- Exercise instructions -
Edit the material below so that each "Attention annotators" becomes "Note to labelers", with everything else left unchanged.

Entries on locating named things
- - - - - - -
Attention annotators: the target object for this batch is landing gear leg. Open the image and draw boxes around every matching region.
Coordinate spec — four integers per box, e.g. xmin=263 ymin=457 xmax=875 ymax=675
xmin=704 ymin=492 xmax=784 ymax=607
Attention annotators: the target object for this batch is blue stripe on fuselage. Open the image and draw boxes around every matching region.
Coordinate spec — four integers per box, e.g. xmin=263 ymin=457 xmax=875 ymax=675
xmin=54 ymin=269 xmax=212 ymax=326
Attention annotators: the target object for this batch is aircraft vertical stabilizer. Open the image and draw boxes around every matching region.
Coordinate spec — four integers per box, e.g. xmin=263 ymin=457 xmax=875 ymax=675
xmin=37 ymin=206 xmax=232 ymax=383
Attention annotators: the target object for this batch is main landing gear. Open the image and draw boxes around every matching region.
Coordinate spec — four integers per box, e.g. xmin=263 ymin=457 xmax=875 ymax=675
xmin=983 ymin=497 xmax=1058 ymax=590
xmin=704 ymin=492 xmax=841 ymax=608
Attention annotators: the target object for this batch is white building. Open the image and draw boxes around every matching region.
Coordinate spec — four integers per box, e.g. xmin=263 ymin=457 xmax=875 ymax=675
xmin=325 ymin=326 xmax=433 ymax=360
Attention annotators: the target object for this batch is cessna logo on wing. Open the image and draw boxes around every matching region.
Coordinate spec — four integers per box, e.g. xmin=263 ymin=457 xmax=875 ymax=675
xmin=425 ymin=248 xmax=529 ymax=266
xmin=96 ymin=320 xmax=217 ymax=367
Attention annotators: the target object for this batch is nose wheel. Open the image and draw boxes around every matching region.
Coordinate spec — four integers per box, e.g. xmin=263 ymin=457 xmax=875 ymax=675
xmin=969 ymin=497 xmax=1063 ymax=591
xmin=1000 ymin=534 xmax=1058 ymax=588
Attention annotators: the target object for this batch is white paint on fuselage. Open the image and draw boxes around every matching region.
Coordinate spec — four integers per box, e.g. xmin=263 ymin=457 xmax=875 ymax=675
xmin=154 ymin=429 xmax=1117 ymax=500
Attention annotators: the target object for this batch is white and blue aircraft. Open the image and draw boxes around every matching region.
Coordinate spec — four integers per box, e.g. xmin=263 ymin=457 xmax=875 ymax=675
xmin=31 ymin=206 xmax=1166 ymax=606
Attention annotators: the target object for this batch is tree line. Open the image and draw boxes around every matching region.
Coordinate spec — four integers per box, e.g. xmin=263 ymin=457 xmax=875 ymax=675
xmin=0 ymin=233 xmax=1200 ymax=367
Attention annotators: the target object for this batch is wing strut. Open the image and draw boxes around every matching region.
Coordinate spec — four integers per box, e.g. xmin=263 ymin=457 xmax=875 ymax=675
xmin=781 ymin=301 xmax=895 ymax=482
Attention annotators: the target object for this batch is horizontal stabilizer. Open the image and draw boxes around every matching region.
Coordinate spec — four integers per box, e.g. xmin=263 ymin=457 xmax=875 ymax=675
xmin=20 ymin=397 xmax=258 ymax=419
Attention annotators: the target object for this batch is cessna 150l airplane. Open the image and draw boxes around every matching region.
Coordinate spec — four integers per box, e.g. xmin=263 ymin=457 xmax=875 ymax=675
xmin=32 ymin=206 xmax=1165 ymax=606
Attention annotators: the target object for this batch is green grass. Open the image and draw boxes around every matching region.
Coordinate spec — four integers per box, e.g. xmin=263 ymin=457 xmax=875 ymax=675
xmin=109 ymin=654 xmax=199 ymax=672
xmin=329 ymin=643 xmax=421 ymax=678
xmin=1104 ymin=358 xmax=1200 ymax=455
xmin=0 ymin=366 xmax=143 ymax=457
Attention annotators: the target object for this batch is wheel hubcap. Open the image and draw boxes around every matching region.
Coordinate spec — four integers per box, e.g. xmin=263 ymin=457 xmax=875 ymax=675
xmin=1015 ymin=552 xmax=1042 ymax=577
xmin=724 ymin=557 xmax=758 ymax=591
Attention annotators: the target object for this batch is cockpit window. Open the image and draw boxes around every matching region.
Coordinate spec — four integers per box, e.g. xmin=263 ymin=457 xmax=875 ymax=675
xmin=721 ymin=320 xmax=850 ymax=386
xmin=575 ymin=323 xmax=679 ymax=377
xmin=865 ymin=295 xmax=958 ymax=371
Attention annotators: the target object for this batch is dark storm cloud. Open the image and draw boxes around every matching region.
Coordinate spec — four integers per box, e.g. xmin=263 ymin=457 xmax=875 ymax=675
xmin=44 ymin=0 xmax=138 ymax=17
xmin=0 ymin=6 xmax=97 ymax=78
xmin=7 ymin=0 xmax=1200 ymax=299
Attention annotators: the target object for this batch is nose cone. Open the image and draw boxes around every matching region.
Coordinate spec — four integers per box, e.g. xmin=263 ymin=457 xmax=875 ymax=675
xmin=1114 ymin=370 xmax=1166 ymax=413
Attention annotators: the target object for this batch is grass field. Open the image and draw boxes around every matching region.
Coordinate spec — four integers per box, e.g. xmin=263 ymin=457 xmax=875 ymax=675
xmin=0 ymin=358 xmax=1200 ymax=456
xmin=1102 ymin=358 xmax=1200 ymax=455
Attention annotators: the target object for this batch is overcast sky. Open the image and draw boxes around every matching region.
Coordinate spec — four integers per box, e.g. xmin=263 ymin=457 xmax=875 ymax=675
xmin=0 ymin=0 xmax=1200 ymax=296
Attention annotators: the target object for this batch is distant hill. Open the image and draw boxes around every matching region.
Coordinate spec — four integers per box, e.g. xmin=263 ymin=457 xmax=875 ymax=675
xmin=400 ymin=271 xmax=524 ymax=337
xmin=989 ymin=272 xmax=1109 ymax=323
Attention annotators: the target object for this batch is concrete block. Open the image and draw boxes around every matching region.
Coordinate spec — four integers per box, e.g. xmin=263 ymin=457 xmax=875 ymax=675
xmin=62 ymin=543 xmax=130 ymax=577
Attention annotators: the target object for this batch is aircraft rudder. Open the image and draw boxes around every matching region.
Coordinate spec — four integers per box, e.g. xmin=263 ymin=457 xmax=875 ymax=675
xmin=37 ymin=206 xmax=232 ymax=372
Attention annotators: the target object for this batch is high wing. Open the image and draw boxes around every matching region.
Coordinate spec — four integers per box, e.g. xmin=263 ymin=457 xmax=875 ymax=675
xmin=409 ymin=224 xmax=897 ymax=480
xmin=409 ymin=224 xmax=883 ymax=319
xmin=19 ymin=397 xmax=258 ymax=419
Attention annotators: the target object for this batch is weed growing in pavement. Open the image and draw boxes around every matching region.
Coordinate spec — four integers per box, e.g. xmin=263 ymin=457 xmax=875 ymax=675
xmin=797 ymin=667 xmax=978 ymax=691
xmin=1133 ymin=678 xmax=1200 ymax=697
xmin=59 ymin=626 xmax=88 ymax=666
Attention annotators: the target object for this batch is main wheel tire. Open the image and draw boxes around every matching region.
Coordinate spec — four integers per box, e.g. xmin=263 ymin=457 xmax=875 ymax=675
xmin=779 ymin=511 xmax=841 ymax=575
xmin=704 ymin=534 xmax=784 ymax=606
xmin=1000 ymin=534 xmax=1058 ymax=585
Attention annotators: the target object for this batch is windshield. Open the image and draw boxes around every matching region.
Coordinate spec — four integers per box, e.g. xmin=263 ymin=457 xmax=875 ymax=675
- - - - - - -
- Full solution -
Note to labelers: the target object for this batch is landing gear leg. Open the image and draw boxes around every matching region.
Coordinate spec — four integers per box, e.g. xmin=263 ymin=457 xmax=875 ymax=675
xmin=704 ymin=492 xmax=784 ymax=607
Note to labelers: the target object for this batch is blue stripe on fuselage. Open the image and draw boxes around every matching region.
Coordinate spec — four integers per box, e.g. xmin=263 ymin=457 xmax=875 ymax=675
xmin=54 ymin=269 xmax=212 ymax=326
Note to labelers: the target object for this batch is aircraft vertical stabilizer. Open the image and draw boxes around every matching region.
Coordinate spec — four integers per box, e.g. xmin=263 ymin=457 xmax=875 ymax=675
xmin=37 ymin=206 xmax=232 ymax=383
Note to labelers: the target object for this batch is main landing gear. Open the image and draw boxes around every matching region.
Coordinate spec — four integers per box, e.g. xmin=263 ymin=457 xmax=875 ymax=675
xmin=983 ymin=497 xmax=1058 ymax=590
xmin=704 ymin=492 xmax=841 ymax=608
Note to labelers: the target object for this batch is white building. Open the image and draw boxes around every matching region.
Coordinate spec — four integers per box, e.g. xmin=263 ymin=457 xmax=875 ymax=675
xmin=325 ymin=326 xmax=433 ymax=360
Note to labelers: the target object for this batch is cessna logo on wing. Open the image and draw boxes around every matching region.
Coordinate spec — four integers per box, e.g. xmin=263 ymin=457 xmax=875 ymax=675
xmin=425 ymin=248 xmax=529 ymax=266
xmin=96 ymin=320 xmax=217 ymax=367
Note to labelers: the target object for this batch is nose wheel. Open the image and draw boxes around every matching region.
Coordinate spec — four integers per box, e.g. xmin=263 ymin=457 xmax=875 ymax=675
xmin=969 ymin=497 xmax=1063 ymax=591
xmin=1000 ymin=534 xmax=1058 ymax=588
Note to labelers: the target object for this batch is white paint on fuselage. Open the image and draw boxes around every matching region.
Coordinate spec — four integers per box, e.g. xmin=263 ymin=457 xmax=875 ymax=675
xmin=154 ymin=429 xmax=1117 ymax=500
Note to labelers: the target object for this batch is white and blue aircraft. Open the image and draw boxes around every matching region.
Coordinate spec — four integers per box, e.g. xmin=263 ymin=457 xmax=875 ymax=675
xmin=31 ymin=206 xmax=1166 ymax=606
Note to labelers: the target object for this batch is tree line. Open the image and draw boxes around every matching region.
Coordinate spec — four integers per box, e.g. xmin=263 ymin=457 xmax=875 ymax=675
xmin=0 ymin=233 xmax=1200 ymax=367
Note to labelers: the target object for this batch is wing strut. Open the image and draw boxes around every matching region.
Coordinate spec — four integers per box, e.g. xmin=263 ymin=457 xmax=875 ymax=675
xmin=781 ymin=301 xmax=895 ymax=482
Note to labelers: the target object for this batch is horizontal stabilizer. Open the image and draw boxes around every matching region.
Coordinate spec — four integers per box, e.g. xmin=263 ymin=457 xmax=875 ymax=675
xmin=20 ymin=397 xmax=258 ymax=419
Note to labelers: the target object for this batch is cessna 150l airplane. Open the image and draw boxes around every matching region.
Coordinate spec — four integers per box, e.g. xmin=263 ymin=457 xmax=875 ymax=675
xmin=32 ymin=206 xmax=1165 ymax=606
Note to labelers: the target object for this batch is green grass. Open the image and draw boxes around every matching region.
Coordinate spec — four integers per box, e.g. xmin=263 ymin=457 xmax=875 ymax=675
xmin=109 ymin=654 xmax=199 ymax=672
xmin=329 ymin=643 xmax=421 ymax=678
xmin=1104 ymin=358 xmax=1200 ymax=455
xmin=0 ymin=366 xmax=143 ymax=457
Note to labelers: the target object for this batch is wheel hubcap. Open the image and draw boxes around every matching region.
Coordinate spec — four integers per box, e.g. xmin=263 ymin=457 xmax=875 ymax=675
xmin=1015 ymin=552 xmax=1042 ymax=577
xmin=724 ymin=557 xmax=758 ymax=591
Note to labelers: the target object for this batch is cockpit window. Open the image and draw boxes around every matching region.
Coordinate spec — four integers per box, e.g. xmin=263 ymin=457 xmax=875 ymax=675
xmin=721 ymin=320 xmax=850 ymax=386
xmin=575 ymin=323 xmax=679 ymax=377
xmin=865 ymin=295 xmax=958 ymax=371
Note to labelers: the target object for this batch is dark storm cloud. Open the image and draw boxes around every matching region.
Coordinate spec — four integers per box, e.g. xmin=263 ymin=457 xmax=875 ymax=675
xmin=44 ymin=0 xmax=138 ymax=17
xmin=0 ymin=6 xmax=97 ymax=78
xmin=7 ymin=0 xmax=1200 ymax=299
Note to labelers: the target object for this batch is nose cone. Open the image and draw boxes around every matching region.
Coordinate spec — four integers per box, e.g. xmin=263 ymin=457 xmax=875 ymax=675
xmin=1114 ymin=370 xmax=1166 ymax=413
Note to labelers: the target object for this batch is grass field. Open the image and draw boxes around every matching region.
Coordinate spec — four integers per box, e.g. xmin=263 ymin=457 xmax=875 ymax=675
xmin=0 ymin=358 xmax=1200 ymax=456
xmin=1102 ymin=358 xmax=1200 ymax=455
Note to labelers: the target object for this batch is overcast sky. Open the image and draw boxes around every matching region.
Coordinate spec — four integers per box, e.g. xmin=263 ymin=457 xmax=875 ymax=675
xmin=0 ymin=0 xmax=1200 ymax=296
Note to labelers: the target object for this batch is distant hill. Open the image and draw boxes around every matching region.
Coordinate spec — four integers per box, e.g. xmin=263 ymin=457 xmax=875 ymax=675
xmin=400 ymin=271 xmax=524 ymax=337
xmin=989 ymin=272 xmax=1109 ymax=323
Note to labelers: the target object for this batch is concrete block. Open the image and draw boxes around every matching region.
Coordinate spec — four integers per box, e.g. xmin=263 ymin=457 xmax=875 ymax=675
xmin=62 ymin=543 xmax=130 ymax=577
Note to labelers: the target object for this batch is aircraft rudder. Open the image and draw boxes around every matching region.
Coordinate spec — four integers per box, e.g. xmin=263 ymin=457 xmax=875 ymax=675
xmin=37 ymin=206 xmax=232 ymax=372
Note to labelers: the target object for this batch is high wing. Open the image and draw boxes around every matching region.
Coordinate spec — four integers per box, e.g. xmin=263 ymin=457 xmax=875 ymax=675
xmin=409 ymin=224 xmax=897 ymax=480
xmin=409 ymin=224 xmax=883 ymax=319
xmin=19 ymin=397 xmax=258 ymax=419
Note to labelers: the target object for this batch is weed growing in pavement. Open the image and draw boxes around every matching region.
Coordinate spec — four integers per box, e.g. xmin=263 ymin=457 xmax=875 ymax=675
xmin=797 ymin=667 xmax=978 ymax=691
xmin=1133 ymin=678 xmax=1200 ymax=697
xmin=59 ymin=626 xmax=88 ymax=666
Note to labelers: the target object for this batch is main wheel tire. Open the image and draw boxes around every matching region.
Coordinate spec — four integers per box, e.g. xmin=263 ymin=457 xmax=875 ymax=675
xmin=779 ymin=511 xmax=841 ymax=575
xmin=704 ymin=534 xmax=784 ymax=606
xmin=1000 ymin=534 xmax=1058 ymax=585
Note to labelers: the target object for this batch is windshield. Open the image and draw boxes around every matching region.
Coordinate spec — four integers per box, e.g. xmin=263 ymin=457 xmax=875 ymax=675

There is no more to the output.